Document excerpt:
Sunday, August 17, 2008

Comic 463: Special Guest Post

[Vote fraud is a serious business. Request a paper ballot when you go to vote this November. Unless you support different candidates than me, in which case, don't.]

Voting Machines
As I have occasionally alluded to, I have been thinking about getting guest writers to post here. Hearing the same voice on every xkcd strip may get tiring. So here's our first one, from Mr. Stanley Spitz:

This comic is pretty good. I mean, who doesn't chuckle when they're anticipating under-age rape? Only normally-adjusted adults, and none of them read (or blog about) xkcd anyway. But we can't just settle for "pretty good" and "chuckles" and "rape" and move on with our lives because our blog a mission (see left). Does our friend Randall have a mission? Is he using protection? Is it ribbed or spiraled? This comic helps us look at these tough questions.

The most important thing about "Voting Machines" is that it uses dialog at the thorough expense of any visual humor.

"But Stan," you may ask, "isn't this true of every xkcd? I mean, they're all talking stick figures."

"Huh. I GUESS," I might reply.

"Furthermore," you may continue, "aren't the emphasis on dialogue and the deliberately amateurish art part of the fun, even the satire, of the strip?"

"Well, crap, you've got me there," I might say. But I wouldn't say that because I've got a bigger, rantier point to make.

Indeed, the satire of using stick figures for a comic is pretty neat. Next time you open a newspaper, think about how many of the comics could have their figures replaced by featureless stick-figures with no loss of effect. Consider today's "Pearls Before Swine,"

Fig 1

The early xkcd comics ingeniously comments on this sad state of affairs. The smudgy hand drawn-art and the stick figures devoid of any expression cleverly show what little art is left in today's comic strips.

Fig 2

But we all get into trouble when we forget the joke. For example, I used to deliberately mispronounce "Chipotle" as "chä-pōt-əl" to make fun of people who said it like that. Now, I've just gotten into the habit and look like an ass when I say "Guys, let's hit Chä-pōt-əl," without realizing it.

So it is with Randall. These days, his characters aren't so amateurish and unexpressive that they're a form of statement -- they're just poorly drawn. Like today, they've got some expression (what with the pondering in panel one and the gesticulating in panels two and three), but it (1) doesn't add anything to the comic and (2) weakens the satire. I could point out the weaknesses with this xkcd strip by replacing the characters with early-xkcd characters.

Point localization data:
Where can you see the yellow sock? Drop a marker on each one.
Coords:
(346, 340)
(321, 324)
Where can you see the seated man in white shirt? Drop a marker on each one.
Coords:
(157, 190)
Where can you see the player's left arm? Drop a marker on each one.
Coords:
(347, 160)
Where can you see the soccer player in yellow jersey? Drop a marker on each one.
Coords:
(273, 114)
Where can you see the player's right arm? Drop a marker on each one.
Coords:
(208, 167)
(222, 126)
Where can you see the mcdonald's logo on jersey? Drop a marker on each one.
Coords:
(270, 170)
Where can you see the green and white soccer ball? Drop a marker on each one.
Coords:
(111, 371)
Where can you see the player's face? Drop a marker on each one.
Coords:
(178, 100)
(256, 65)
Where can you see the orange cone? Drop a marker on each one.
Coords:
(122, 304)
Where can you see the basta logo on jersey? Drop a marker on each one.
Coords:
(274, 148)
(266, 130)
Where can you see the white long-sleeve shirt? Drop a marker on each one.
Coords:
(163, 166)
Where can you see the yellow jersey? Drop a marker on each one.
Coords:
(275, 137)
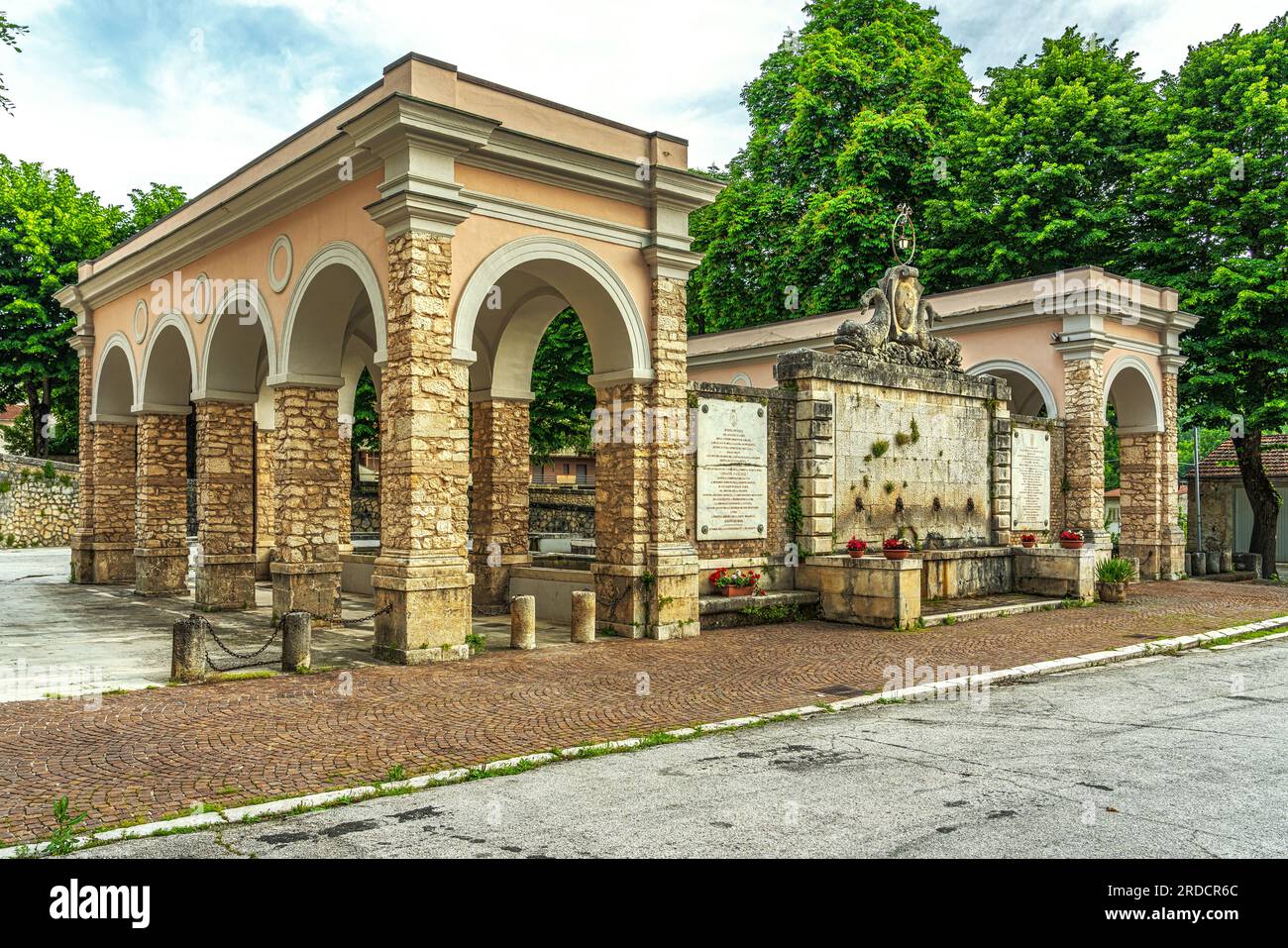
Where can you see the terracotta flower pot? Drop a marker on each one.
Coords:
(1112, 591)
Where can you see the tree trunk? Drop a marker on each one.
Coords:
(1262, 497)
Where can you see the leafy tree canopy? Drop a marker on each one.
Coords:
(47, 227)
(846, 117)
(563, 399)
(1039, 176)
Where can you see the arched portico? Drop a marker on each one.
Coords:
(166, 384)
(240, 353)
(1146, 464)
(1030, 394)
(336, 308)
(356, 273)
(507, 304)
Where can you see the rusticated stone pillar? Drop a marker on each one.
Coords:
(1171, 563)
(226, 497)
(266, 502)
(421, 574)
(622, 501)
(161, 513)
(307, 506)
(346, 488)
(498, 511)
(82, 537)
(645, 566)
(673, 605)
(114, 471)
(1085, 446)
(1140, 464)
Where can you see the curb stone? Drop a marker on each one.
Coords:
(273, 807)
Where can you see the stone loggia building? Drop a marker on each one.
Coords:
(426, 231)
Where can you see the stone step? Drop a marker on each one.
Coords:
(990, 612)
(722, 612)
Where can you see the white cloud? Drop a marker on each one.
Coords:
(128, 102)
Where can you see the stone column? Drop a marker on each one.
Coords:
(1000, 475)
(307, 506)
(622, 501)
(421, 572)
(266, 500)
(498, 500)
(82, 537)
(344, 540)
(673, 607)
(226, 496)
(161, 513)
(1085, 446)
(1140, 464)
(815, 466)
(1171, 563)
(114, 472)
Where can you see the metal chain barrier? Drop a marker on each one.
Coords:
(249, 659)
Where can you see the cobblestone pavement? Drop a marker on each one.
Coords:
(145, 755)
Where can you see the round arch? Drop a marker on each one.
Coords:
(116, 381)
(162, 382)
(235, 371)
(1138, 404)
(581, 278)
(330, 272)
(1041, 390)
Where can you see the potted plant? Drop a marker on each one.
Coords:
(1072, 540)
(1112, 579)
(896, 548)
(734, 582)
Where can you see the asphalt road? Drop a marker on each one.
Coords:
(1164, 756)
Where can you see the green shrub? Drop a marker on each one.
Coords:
(1116, 570)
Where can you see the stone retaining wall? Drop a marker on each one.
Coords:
(38, 501)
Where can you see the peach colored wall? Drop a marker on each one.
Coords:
(335, 217)
(1028, 343)
(478, 237)
(550, 196)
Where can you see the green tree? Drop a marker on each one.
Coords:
(47, 227)
(9, 34)
(563, 399)
(846, 117)
(1039, 176)
(1214, 204)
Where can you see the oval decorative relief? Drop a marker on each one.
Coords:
(200, 301)
(141, 321)
(281, 247)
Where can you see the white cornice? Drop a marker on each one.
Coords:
(295, 185)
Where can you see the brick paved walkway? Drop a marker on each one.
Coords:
(145, 755)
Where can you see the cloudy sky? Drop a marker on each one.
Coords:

Work task A: Say whether each statement agrees with the blog post about the xkcd strip "Voting Machines," answering yes or no and quoting the deciding words of the post: (i) The guest writer is named Stanley Spitz. (ii) The post is dated in 2009. (iii) The writer describes the art of the early xkcd comics as smudgy and hand-drawn.
Work task B: In the blog post about the xkcd strip "Voting Machines," which word did the writer deliberately mispronounce?
Work task C: Continue the blog post about the xkcd strip "Voting Machines" from its last sentence.

Exercise result A:
(i) Yes: "from Mr. Stanley Spitz"
(ii) No: "Sunday, August 17, 2008"
(iii) Yes: "The smudgy hand drawn-art and the stick figures devoid of any expression"

Exercise result B: The writer deliberately mispronounced "Chipotle" as "chä-pōt-əl."

Exercise result C:
Fig 3

And when you produce the thing you used to satire, it's time for a little soul-searching.



I don't agree with everything he wrote, but it's still interesting. I'll have a post later tonight about the actual text and joke of the comic.

If you are interested in writing something for this blog, shoot me an e-mail -


  1. But wait, the main speaker reads things off a monitor -- and sits in a chair! He'd fit right in at my office! His wit would instruct and motivate a fleet of white-collar workers while our programs compile OH GOD DOES HE PROGRAM TOO??

    Spitz did a handsome job. Until Munroe designs some (inevitably controversial) faces, perhaps xkcd should be called a blog from now on, featuring occasional sketches?

  2. I'm no expert on voting software fraud, but I'm not sure Randall's point actually makes any sense whatsoever. I mean, won't electronic voting machines necessarily be hooked up to some kind of system to transmit the votes to some other machine? I don't know. I can't say for sure that it's Randall pretending at expertise in a subject he's actually relatively ignorant about (like with that subprime lending/national debt short story), and of course he DOES know computer science, so... I don't know.

    It still strikes me as kind of a weak analogy that's mostly there for the ostensible "humor."

  3. Ideally, the voting computer would be hooked up *only* to the central server that's tabulating vote totals. And that machine would only be connected to the terminals counting votes. No access from outside. That means A/V software would be pointless. The fact that it's on there means there's a point where the system is visible on an outward facing point. Which means it's vulnerable to attack. The chances of anyone being able to do anything in the narrow window might be slim, but why have that point at all? So, imo, the comic has a valid point. And the analogy kinda works, though it's disturbing on several levels...

  4. @ Mike

    Further, if a system like this is suseptible to viruses you're doing it very wrong. you shouldn't be using an OS on a voting machine but a straight hardware level software (think video game consoles) that would make viruses next to impossible (it's one closed source program that's the only thing running, you'd be lucky to get a copy of it let alone write a virus). so yah it fits the condom analogy very well. but what the fuck is this post about? all I got out of it is that he doesn't like the art because it's too good.

  5. Personally I think that that particular Pearls Before Swine couldn't have wroked if it had been drawn with excruciating detail. There's supposed to be some ambiguity at first as to what's happening in the second panel.